| RECORDS SUPPLIED |
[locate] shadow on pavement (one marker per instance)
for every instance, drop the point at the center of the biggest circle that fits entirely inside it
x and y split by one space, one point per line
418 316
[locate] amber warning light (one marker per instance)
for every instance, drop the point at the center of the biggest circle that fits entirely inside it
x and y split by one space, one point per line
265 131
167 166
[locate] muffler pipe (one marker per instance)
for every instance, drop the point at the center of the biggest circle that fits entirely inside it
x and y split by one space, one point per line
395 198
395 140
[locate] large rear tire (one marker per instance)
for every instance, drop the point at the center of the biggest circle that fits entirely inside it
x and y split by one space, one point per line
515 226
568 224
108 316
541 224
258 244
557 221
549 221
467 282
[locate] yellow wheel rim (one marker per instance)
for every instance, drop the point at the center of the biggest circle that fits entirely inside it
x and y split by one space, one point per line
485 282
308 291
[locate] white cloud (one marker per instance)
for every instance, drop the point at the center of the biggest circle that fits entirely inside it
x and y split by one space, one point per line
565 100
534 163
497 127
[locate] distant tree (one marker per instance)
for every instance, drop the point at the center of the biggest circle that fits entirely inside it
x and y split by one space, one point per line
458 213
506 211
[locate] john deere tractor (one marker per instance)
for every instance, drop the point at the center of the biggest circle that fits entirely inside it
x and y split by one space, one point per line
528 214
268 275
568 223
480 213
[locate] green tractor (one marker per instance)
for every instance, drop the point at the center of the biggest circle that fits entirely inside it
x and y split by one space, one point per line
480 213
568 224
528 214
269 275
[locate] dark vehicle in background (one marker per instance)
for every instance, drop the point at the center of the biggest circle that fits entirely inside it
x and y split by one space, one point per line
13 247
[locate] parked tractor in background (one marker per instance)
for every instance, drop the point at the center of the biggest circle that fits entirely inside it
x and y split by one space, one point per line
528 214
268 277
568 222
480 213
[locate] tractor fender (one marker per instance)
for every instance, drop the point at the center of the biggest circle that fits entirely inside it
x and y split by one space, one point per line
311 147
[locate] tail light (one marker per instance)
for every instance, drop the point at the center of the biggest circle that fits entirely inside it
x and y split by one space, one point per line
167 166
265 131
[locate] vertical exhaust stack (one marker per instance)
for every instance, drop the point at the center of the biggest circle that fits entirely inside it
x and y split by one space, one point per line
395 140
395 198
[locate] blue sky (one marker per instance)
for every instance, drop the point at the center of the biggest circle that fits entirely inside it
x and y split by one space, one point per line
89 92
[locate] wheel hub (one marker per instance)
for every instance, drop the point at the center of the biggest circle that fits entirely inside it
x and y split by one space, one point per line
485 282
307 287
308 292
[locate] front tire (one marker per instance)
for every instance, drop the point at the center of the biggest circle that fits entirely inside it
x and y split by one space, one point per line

| WHAT TO PRODUCE |
Recast every line of the listing above as a Markdown table with two columns, "No." for the row number and "Entry" for the line, and omit any blank lines.

| SOLUTION BELOW |
| No. | Entry |
|---|---|
| 1 | [locate] shadow on pavement (one marker per instance) |
| 2 | for every instance, drop the point at the center of the biggest circle that fits entirely inside it |
| 3 | x and y split by one space, one point per line |
| 4 | 418 316 |
| 5 | [locate] amber warning light (one marker per instance) |
| 6 | for every instance, drop the point at the center of the biggest circle that fits entirely inside it |
| 7 | x and y split by one space, one point per line |
| 8 | 265 131 |
| 9 | 167 166 |
| 10 | [locate] muffler pipe (one marker per instance) |
| 11 | for every instance, drop the point at the center of the biggest circle that fits entirely inside it |
| 12 | x and y split by one space, one point per line |
| 13 | 395 198 |
| 14 | 395 140 |
| 15 | [locate] large rear tire (one marker per instance) |
| 16 | for every instance, drop the point at the center of the biggest circle that fits entirely inside it |
| 17 | x and y split by one space, one point per line |
| 18 | 515 226 |
| 19 | 568 224 |
| 20 | 108 316 |
| 21 | 541 224 |
| 22 | 258 244 |
| 23 | 557 221 |
| 24 | 549 221 |
| 25 | 467 282 |
| 26 | [locate] yellow wheel rim (one marker per instance) |
| 27 | for every instance, drop the point at the center of the biggest circle that fits entirely inside it |
| 28 | x and y split by one space, one point per line |
| 29 | 485 282 |
| 30 | 308 291 |
| 31 | [locate] white cloud (one marker per instance) |
| 32 | for every instance, drop the point at the center of the biggest circle that fits entirely inside it |
| 33 | x and y split by one space, one point per line |
| 34 | 565 100 |
| 35 | 534 163 |
| 36 | 497 127 |
| 37 | [locate] distant tree (one marker per instance) |
| 38 | for every instance, drop the point at the center of the biggest circle that fits entirely inside it |
| 39 | x and y split by one space, one point per line |
| 40 | 458 213 |
| 41 | 506 211 |
| 42 | [locate] john deere tractor (one marker per instance) |
| 43 | for every instance, drop the point at the center of the biggest circle that fits entirely inside it |
| 44 | x and y split by one space, one point per line |
| 45 | 528 214 |
| 46 | 268 275 |
| 47 | 568 223 |
| 48 | 480 213 |
| 49 | [locate] green tractor (one marker per instance) |
| 50 | for every instance, drop the point at the center of the biggest circle that fits entirely inside it |
| 51 | x and y split by one space, one point per line |
| 52 | 480 213 |
| 53 | 568 224 |
| 54 | 528 214 |
| 55 | 269 275 |
| 56 | [locate] dark vehicle in background (one marker per instance) |
| 57 | for every instance, drop the point at the center of the biggest circle that fits entirely inside it |
| 58 | x and y split by one space, one point per line |
| 59 | 13 247 |
| 60 | [locate] parked tractor in background (one marker per instance) |
| 61 | for every instance, drop the point at the center of the biggest circle that fits entirely inside it |
| 62 | x and y split by one space, one point per line |
| 63 | 528 214 |
| 64 | 268 277 |
| 65 | 568 222 |
| 66 | 480 213 |
| 67 | [locate] tractor fender (one marker per instance) |
| 68 | for every instance, drop the point at the center of the biggest circle that fits entirely inside it |
| 69 | x and y split by one space, one point per line |
| 70 | 311 147 |
| 71 | [locate] tail light (one marker per instance) |
| 72 | for every instance, drop the point at the center of the biggest circle that fits entirely inside it |
| 73 | x and y split by one space, one point per line |
| 74 | 167 166 |
| 75 | 265 131 |
| 76 | [locate] vertical exhaust stack (one marker per instance) |
| 77 | for every instance, drop the point at the center of the biggest circle that fits entirely inside it |
| 78 | x and y split by one space, one point per line |
| 79 | 395 140 |
| 80 | 395 198 |
| 81 | [locate] blue sky (one marker per instance) |
| 82 | for every instance, drop the point at the center of the biggest circle that fits entirely inside it |
| 83 | x and y split by one space, one point per line |
| 84 | 89 92 |
| 85 | [locate] wheel hub (one marker per instance) |
| 86 | for every instance, drop the point at the center of the biggest circle that fits entirely inside it |
| 87 | x and y split by one space, one point per line |
| 88 | 485 282 |
| 89 | 307 287 |
| 90 | 308 292 |
| 91 | [locate] front tire (one marker per instance) |
| 92 | for every instance, drop the point at the center of the biggest circle that fits entirely inside it |
| 93 | x and y split by one space, one point per line |